Write down each of the records again, exactly and in full.

Data records Start Marker

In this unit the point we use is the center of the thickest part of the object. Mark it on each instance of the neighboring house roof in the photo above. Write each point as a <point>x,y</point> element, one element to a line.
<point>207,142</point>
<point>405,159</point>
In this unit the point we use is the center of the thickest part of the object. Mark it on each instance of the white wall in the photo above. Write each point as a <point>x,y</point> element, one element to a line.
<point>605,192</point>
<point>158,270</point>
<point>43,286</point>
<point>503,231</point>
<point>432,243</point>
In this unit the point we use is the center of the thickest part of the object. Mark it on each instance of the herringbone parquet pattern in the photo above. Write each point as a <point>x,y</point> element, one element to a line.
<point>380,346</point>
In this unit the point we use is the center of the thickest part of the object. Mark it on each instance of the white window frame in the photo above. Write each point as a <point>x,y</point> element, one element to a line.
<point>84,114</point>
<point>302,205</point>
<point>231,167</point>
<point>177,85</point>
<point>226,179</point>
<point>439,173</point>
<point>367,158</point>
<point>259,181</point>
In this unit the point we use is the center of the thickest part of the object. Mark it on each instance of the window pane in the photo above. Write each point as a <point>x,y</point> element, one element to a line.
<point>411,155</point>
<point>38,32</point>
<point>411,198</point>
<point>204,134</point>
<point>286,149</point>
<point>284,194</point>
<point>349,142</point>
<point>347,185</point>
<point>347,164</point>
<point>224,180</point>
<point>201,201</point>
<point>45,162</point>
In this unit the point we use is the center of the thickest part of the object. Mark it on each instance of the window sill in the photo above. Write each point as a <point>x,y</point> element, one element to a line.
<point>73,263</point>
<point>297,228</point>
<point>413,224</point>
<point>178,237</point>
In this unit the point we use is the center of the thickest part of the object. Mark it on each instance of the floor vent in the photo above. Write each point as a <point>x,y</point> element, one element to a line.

Data records End Marker

Task result
In this unit the point we use is the center of the thickest part of the object. Mark it on each instance of the neighboring house roof in the photo above. Write each point as a <point>x,y</point> element, one element to a line.
<point>207,142</point>
<point>405,159</point>
In this unit the point we use is the center of the thickest part of the object. Mark it on each instance of the white wall in the photo above. Write each point as a <point>x,y</point> element, one element to a line.
<point>605,192</point>
<point>158,270</point>
<point>43,286</point>
<point>503,231</point>
<point>432,243</point>
In this unit the point we use is the center of the thickest part of the object. Mark it on each instance of the herringbone parquet pattern in the photo above. Write each point as a <point>x,y</point> element, one element to a line.
<point>380,346</point>
In this unit the point we use is the center of the thickest part of the object. Mark it on each instance of the white window frame in the photo above. Write each point as a <point>x,y</point> element, one element to a line.
<point>84,114</point>
<point>302,205</point>
<point>231,167</point>
<point>177,85</point>
<point>226,179</point>
<point>439,173</point>
<point>367,158</point>
<point>259,181</point>
In this unit the point we use is the center of the thickest part of the object. Mark it on each instance of the window pane in the photo above. Write each point as a <point>x,y</point> element, one element to a line.
<point>411,155</point>
<point>38,32</point>
<point>411,198</point>
<point>204,134</point>
<point>286,149</point>
<point>284,194</point>
<point>349,142</point>
<point>347,185</point>
<point>347,164</point>
<point>224,180</point>
<point>201,201</point>
<point>45,162</point>
In this unit the point we use is the center of the thickest part of the object. Mark it on each instance of the window sill in the photo above. Write each point as a <point>x,y</point> element, one element to a line.
<point>73,263</point>
<point>297,228</point>
<point>413,224</point>
<point>178,237</point>
In this unit the point we use is the center of the thickest part of the object. Mark it on each instance of the floor vent in the photo above. Write each point as a <point>x,y</point> element, one element to a line.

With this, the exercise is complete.